* **WORK REQUIRED**:
Please rewrite the part of the items that opens with the line containing "the baby's ear" and runs through the last item, keeping the request as it is. Multiply each coordinate in the answers by 1.3 and round to whole numbers, rounding halves up.

[Source data]
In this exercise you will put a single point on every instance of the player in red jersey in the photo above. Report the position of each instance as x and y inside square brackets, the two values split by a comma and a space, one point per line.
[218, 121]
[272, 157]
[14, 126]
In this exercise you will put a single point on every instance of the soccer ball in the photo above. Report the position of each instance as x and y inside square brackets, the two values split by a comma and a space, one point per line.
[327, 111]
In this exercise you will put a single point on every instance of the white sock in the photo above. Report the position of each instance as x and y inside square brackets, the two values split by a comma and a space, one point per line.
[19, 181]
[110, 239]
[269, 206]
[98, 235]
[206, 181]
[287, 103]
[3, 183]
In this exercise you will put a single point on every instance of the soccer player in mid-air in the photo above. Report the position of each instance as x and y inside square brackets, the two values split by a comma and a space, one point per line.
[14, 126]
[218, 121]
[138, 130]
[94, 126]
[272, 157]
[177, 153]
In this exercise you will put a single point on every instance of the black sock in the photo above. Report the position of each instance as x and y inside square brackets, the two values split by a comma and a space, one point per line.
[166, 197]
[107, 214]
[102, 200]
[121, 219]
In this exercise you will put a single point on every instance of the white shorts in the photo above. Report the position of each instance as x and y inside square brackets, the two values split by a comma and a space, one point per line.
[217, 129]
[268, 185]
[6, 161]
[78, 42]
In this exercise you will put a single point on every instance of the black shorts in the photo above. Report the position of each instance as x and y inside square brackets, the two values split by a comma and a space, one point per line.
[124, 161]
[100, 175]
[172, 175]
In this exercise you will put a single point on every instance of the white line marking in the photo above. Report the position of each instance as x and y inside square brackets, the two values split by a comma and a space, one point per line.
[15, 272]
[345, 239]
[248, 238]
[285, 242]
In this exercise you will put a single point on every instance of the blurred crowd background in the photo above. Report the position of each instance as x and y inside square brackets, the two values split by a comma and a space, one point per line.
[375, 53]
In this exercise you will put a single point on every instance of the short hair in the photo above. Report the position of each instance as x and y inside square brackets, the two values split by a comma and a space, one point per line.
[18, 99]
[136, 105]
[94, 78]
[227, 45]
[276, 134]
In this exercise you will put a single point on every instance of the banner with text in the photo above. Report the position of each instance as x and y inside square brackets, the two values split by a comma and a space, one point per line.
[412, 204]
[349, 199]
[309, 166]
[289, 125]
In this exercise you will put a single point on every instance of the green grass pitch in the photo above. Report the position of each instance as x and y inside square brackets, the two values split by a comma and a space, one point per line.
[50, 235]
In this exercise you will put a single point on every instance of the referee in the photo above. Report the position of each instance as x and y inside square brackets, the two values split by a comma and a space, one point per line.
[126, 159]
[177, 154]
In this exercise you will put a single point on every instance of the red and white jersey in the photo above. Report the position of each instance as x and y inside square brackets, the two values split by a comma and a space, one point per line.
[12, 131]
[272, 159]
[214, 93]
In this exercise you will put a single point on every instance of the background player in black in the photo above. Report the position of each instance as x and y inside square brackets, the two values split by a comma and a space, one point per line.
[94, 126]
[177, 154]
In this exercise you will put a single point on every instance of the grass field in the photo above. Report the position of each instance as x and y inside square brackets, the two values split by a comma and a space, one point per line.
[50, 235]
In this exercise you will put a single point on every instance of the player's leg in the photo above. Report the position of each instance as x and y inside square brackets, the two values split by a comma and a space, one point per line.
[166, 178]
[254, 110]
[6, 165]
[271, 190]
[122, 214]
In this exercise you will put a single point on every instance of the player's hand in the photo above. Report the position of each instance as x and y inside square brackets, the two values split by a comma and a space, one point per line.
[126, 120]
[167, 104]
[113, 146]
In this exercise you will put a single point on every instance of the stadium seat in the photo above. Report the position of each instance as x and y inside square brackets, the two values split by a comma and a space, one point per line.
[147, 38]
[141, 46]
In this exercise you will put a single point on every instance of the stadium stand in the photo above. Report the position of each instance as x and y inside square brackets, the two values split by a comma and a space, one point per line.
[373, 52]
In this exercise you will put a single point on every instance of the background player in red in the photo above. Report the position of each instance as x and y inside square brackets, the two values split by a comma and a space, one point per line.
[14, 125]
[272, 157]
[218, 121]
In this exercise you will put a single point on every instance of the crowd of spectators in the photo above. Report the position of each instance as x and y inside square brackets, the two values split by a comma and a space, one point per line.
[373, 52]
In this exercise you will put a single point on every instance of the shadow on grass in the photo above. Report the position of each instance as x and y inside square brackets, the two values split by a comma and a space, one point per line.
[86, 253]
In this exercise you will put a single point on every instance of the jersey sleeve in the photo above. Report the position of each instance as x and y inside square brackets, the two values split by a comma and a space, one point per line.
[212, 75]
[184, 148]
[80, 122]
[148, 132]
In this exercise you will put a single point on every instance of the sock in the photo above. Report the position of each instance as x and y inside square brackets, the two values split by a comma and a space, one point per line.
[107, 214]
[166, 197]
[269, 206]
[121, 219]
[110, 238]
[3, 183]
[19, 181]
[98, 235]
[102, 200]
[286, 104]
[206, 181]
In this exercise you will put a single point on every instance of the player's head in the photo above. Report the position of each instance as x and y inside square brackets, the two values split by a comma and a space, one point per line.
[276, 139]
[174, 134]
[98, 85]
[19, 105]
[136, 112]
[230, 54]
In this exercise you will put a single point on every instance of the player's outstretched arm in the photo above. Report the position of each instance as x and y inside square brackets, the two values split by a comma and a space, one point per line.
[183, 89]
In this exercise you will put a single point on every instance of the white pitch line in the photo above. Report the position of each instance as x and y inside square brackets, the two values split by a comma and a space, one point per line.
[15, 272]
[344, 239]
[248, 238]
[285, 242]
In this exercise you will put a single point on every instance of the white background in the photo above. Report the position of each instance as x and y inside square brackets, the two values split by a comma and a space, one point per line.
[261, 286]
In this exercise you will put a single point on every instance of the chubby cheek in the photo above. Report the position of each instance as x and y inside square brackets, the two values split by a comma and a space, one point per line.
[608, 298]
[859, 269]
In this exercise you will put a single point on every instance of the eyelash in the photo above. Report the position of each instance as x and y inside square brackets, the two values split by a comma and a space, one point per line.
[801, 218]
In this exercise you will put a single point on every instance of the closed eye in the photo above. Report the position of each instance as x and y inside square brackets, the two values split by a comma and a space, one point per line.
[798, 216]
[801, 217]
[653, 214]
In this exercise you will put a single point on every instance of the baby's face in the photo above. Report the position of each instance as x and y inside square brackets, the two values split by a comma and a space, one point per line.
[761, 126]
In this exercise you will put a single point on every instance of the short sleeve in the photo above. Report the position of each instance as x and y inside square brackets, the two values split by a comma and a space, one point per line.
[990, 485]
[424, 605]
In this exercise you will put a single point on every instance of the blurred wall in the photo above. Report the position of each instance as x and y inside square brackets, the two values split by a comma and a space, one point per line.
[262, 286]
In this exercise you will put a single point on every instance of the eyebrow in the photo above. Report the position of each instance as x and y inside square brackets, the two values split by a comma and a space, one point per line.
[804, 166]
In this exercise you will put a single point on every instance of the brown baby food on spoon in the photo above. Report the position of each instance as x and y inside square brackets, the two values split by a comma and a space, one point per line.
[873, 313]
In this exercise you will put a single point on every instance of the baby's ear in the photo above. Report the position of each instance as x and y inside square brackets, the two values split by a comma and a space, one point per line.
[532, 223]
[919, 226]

* **REPLY**:
In this exercise you will put a single point on every instance of the baby's ear in the photo above. Report the position of each instance as x and y inside square brackets, the two values split by a comma and a space, one point per line.
[692, 290]
[1195, 294]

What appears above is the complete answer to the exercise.